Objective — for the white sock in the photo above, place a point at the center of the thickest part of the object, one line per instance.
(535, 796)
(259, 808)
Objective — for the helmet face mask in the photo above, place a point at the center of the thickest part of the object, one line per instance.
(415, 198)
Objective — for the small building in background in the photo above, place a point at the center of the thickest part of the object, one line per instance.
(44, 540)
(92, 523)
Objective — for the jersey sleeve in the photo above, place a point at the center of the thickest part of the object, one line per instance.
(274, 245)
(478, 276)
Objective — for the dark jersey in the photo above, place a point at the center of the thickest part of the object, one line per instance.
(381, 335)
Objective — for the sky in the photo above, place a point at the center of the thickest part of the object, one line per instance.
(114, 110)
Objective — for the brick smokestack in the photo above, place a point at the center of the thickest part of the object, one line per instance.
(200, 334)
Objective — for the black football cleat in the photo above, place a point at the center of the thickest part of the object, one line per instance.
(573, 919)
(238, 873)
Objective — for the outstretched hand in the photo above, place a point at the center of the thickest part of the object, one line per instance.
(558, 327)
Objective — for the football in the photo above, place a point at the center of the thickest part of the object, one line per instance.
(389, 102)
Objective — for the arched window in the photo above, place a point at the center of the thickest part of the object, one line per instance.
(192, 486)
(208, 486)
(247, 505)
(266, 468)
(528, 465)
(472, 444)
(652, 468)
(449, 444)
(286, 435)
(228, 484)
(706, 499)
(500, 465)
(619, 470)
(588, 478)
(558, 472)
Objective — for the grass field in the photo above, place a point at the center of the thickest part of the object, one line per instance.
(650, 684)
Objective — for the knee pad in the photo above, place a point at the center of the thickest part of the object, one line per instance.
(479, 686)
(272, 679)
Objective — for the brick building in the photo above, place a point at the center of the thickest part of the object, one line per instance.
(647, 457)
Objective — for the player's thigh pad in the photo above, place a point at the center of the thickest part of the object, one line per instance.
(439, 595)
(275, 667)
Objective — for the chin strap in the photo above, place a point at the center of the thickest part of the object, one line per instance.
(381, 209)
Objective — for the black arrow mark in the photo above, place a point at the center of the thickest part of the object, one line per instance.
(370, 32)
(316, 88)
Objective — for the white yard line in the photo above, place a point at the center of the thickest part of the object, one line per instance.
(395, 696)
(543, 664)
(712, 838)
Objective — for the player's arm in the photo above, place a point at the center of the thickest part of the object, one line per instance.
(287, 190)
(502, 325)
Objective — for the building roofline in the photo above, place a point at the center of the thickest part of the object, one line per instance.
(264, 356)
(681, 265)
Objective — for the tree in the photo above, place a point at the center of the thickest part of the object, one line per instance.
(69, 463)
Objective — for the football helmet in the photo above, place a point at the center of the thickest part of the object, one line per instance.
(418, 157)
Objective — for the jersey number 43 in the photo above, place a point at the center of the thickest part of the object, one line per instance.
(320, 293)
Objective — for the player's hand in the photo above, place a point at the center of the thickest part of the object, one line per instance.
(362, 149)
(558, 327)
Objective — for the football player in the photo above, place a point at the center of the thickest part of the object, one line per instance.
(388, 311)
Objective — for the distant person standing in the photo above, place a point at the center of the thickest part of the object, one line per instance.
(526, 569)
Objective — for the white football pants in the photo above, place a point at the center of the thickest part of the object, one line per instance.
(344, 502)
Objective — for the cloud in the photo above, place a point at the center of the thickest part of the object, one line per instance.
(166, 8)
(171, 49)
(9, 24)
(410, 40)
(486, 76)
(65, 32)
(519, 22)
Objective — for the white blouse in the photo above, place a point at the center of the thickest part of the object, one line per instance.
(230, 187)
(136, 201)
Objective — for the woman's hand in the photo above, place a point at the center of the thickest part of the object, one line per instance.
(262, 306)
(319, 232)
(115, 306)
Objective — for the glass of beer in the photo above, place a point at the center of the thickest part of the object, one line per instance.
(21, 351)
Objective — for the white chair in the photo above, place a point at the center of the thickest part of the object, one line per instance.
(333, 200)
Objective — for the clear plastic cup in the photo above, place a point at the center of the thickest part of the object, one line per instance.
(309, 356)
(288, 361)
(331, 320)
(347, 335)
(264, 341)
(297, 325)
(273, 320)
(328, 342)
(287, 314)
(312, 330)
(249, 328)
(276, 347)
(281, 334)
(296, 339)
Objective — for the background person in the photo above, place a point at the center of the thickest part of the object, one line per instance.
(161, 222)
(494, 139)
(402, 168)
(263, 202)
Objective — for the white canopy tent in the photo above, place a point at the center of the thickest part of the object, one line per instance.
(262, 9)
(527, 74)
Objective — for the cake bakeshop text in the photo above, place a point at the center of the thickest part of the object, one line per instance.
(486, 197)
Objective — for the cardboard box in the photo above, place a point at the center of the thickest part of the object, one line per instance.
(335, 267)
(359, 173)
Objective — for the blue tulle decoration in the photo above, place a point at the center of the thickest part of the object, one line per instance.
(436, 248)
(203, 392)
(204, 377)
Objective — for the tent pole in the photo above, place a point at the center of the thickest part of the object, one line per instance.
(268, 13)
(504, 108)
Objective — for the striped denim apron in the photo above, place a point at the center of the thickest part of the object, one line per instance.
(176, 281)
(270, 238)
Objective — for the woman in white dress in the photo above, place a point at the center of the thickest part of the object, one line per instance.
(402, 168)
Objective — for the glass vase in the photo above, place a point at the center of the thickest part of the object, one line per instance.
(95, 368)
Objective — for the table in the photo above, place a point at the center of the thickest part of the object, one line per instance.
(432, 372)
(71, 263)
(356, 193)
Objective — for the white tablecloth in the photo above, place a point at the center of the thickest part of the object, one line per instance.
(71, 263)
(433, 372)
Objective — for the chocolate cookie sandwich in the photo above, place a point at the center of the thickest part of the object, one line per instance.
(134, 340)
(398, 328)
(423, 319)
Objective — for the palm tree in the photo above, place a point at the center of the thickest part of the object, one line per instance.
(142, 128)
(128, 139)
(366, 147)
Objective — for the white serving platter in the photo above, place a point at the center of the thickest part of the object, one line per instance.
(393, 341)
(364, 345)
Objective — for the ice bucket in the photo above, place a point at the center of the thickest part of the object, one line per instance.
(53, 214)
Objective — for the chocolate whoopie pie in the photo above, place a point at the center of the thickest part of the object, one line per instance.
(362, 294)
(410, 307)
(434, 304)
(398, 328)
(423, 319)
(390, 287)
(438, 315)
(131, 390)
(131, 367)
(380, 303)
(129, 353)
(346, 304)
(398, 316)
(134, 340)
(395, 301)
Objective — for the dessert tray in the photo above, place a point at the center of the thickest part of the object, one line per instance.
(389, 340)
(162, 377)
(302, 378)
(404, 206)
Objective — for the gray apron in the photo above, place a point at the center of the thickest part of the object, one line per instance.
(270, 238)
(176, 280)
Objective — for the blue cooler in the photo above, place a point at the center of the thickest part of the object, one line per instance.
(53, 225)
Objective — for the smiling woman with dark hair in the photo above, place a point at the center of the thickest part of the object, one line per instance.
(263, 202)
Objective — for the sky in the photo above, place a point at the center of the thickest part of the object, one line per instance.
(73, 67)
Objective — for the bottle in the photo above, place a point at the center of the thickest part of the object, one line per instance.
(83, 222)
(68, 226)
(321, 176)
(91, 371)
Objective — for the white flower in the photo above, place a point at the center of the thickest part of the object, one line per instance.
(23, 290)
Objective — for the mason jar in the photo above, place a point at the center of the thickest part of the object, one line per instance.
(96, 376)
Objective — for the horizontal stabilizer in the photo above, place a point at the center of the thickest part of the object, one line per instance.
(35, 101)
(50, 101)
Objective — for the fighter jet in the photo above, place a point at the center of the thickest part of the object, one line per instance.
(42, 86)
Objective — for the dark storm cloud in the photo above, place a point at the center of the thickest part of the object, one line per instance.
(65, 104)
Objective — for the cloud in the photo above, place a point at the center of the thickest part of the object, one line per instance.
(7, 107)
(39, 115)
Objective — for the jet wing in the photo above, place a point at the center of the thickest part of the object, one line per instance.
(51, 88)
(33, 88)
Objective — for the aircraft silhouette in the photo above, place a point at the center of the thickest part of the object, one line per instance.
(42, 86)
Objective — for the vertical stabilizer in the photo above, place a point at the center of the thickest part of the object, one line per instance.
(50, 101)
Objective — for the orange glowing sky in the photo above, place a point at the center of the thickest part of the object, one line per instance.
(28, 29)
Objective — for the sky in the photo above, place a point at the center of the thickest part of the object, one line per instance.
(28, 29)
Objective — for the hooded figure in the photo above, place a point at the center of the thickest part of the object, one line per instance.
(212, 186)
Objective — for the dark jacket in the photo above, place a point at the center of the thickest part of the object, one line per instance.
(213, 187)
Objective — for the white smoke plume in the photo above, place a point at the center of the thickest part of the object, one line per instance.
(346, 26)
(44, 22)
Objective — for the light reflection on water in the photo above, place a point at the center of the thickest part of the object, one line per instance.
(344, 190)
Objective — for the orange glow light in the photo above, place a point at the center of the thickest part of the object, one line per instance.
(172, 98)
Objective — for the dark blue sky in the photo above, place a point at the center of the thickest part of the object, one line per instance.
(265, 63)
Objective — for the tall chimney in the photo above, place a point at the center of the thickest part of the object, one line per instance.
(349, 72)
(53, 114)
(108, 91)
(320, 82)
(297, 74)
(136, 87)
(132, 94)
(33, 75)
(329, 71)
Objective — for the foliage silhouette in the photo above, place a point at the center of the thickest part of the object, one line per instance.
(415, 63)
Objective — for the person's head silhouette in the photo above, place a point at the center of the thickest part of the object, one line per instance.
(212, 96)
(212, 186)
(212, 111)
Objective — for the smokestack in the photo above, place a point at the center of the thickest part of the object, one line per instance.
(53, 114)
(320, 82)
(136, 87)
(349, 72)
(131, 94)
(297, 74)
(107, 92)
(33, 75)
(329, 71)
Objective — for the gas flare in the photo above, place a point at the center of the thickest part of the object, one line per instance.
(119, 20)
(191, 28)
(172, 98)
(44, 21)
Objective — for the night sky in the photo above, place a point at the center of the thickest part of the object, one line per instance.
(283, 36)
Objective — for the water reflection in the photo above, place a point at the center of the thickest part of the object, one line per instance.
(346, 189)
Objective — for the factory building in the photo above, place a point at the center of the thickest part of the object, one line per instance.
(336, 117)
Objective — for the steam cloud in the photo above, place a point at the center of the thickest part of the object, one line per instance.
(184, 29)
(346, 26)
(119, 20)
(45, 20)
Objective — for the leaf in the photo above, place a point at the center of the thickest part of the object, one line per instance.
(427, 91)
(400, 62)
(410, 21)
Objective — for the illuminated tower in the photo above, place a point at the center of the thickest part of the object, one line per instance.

------------------------

■ Aim: Every line from the one containing "Objective — for the factory" through the last line of the entries must be written out verbatim, and no other line.

■ Completed task:
Objective — for the factory building in the photo above, place a point at the center of the thickest part of the object, one line per instance.
(336, 117)
Objective — for the steam cloud in the photo above, place a point at the center of the thickest part of the object, one line per instance.
(184, 29)
(346, 26)
(119, 20)
(45, 20)
Objective — for the leaf in the photo above, place a point at the center of the thickest part of the object, one line per instance.
(427, 91)
(400, 62)
(410, 21)
Objective — for the illuminated tower in the photo above, place a point at the center of the thickest part of the object, one line per instance.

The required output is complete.